### [EXTRAIT DU DOCUMENT]

#####

Intervention de Sébastien Jumel

Réunion du mardi 19 octobre 2021 à 18h10
Commission des affaires économiques

Photo issue du site de l'Assemblée nationale ou de WikipediaSébastien Jumel, rapporteur pour avis (Industrie) :

Devant intervenir dans quelques instants en séance sur le projet de loi relatif au passe sanitaire, je vais vous présenter le plus brièvement possible les crédits consacrés à l'industrie et aux services, sur lesquels j'émettrai un avis défavorable – non par posture, mais parce que les auditions et les documents budgétaires m'y ont amené.

Je décerne quelques « bons » points dans mon rapport, par exemple concernant le maintien des dotations allouées à la surveillance du marché ou en faveur de certains centres techniques industriels, ainsi que des PME et des métiers d'art et du patrimoine. Mais je note que, du fait de la clôture parallèle des actions de politique industrielle, la mission Économie ne comportera quasiment plus de crédits soutenant directement le développement des TPE et des PME industrielles, ce qui, me semble-t-il, nuit à la clarté budgétaire.

#####

### [MATÉRIEL]
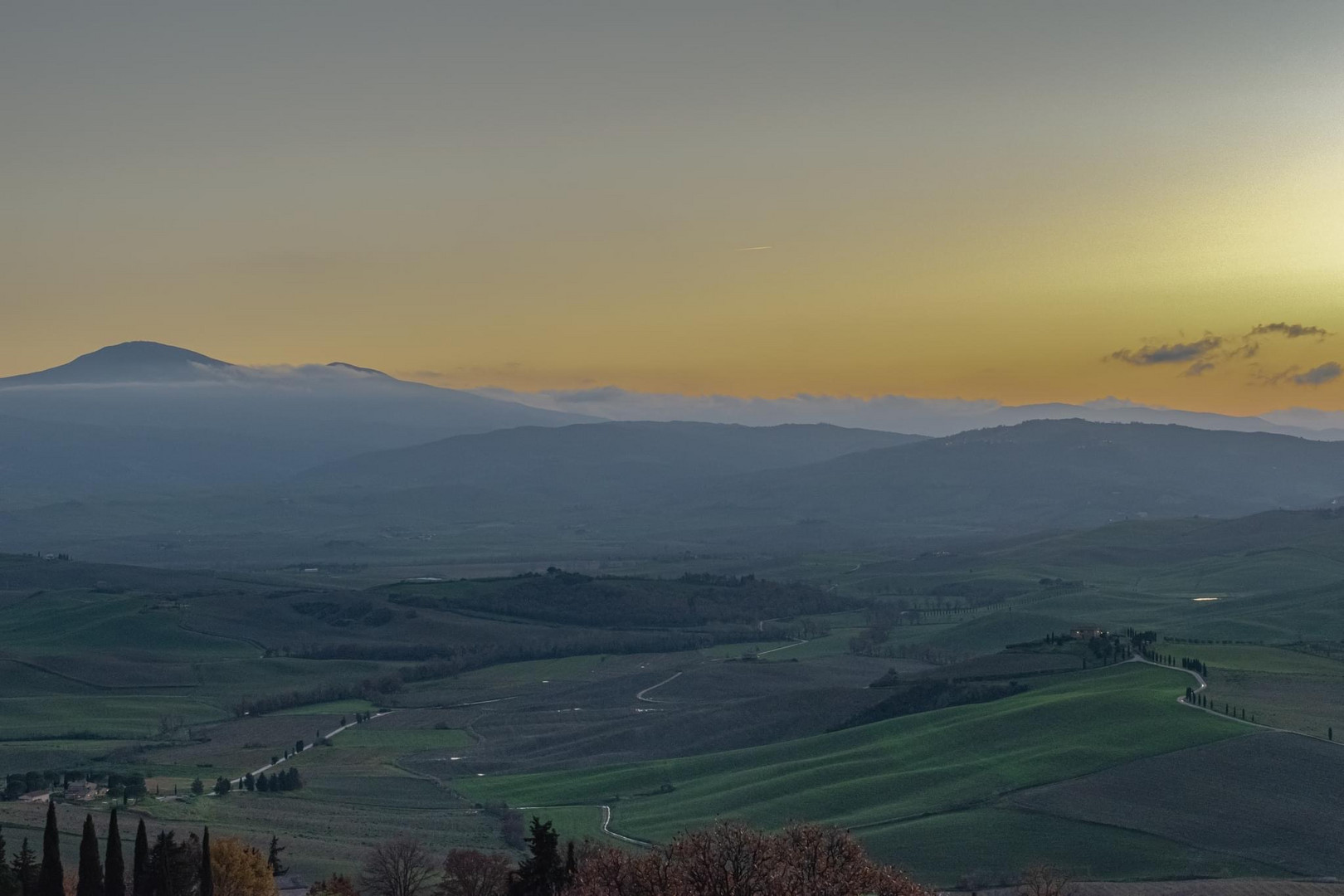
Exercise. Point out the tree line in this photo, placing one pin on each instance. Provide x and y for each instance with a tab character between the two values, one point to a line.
733	859
167	867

#####

### [TRAVAIL DEMANDÉ]
[1] Dans l'intervention de Sébastien Jumel, quel avis émettra-t-il sur les crédits consacrés à l'industrie et aux services ?
[2] Poursuivez, s'il vous plaît, l'intervention de Sébastien Jumel après sa dernière phrase.

### [EXERCICES CORRIGÉS]
[1] Un avis défavorable.

[2]
La partie thématique de mon rapport s'intéresse aux moyens déployés par l'État pour soutenir notre tissu industriel face aux grandes mutations technologiques et écologiques actuelles et pour relancer l'industrialisation de notre pays.

L'industrie a en effet beaucoup régressé en France ces dernières années, bien plus que dans d'autres grands pays industrialisés, à l'exception du Royaume-Uni. En quarante ans, nous avons perdu la moitié de nos emplois – 2,2 millions – et 10 points de PIB. La part de l'industrie dans le PIB s'établissait ainsi à 13,4 % en 2018, contre environ 25 % en Allemagne, 19 % en Italie ou encore 16 % en Espagne.

Nous mesurons tous désormais les conséquences néfastes du déclin industriel, qu'il s'agisse du déficit commercial, des dégâts durables dans nos territoires, des dommages sociaux ou de la perte de souveraineté.

En effet, la crise a brutalement révélé l'ampleur de la dépendance de notre économie vis-à-vis des importations des pays tiers. Pour répondre aux besoins essentiels de la population française ou fournir les produits indispensables à l'activité de nos chaînes de valeur industrielles, il devient urgent de renforcer notre résilience, tout le monde en convient.

À ces enjeux de souveraineté et de préservation de l'économie et des emplois s'ajoute le défi majeur de la décarbonation. Je me suis particulièrement intéressé à l'un des piliers de l'industrie française, emblématique de la situation : la filière automobile.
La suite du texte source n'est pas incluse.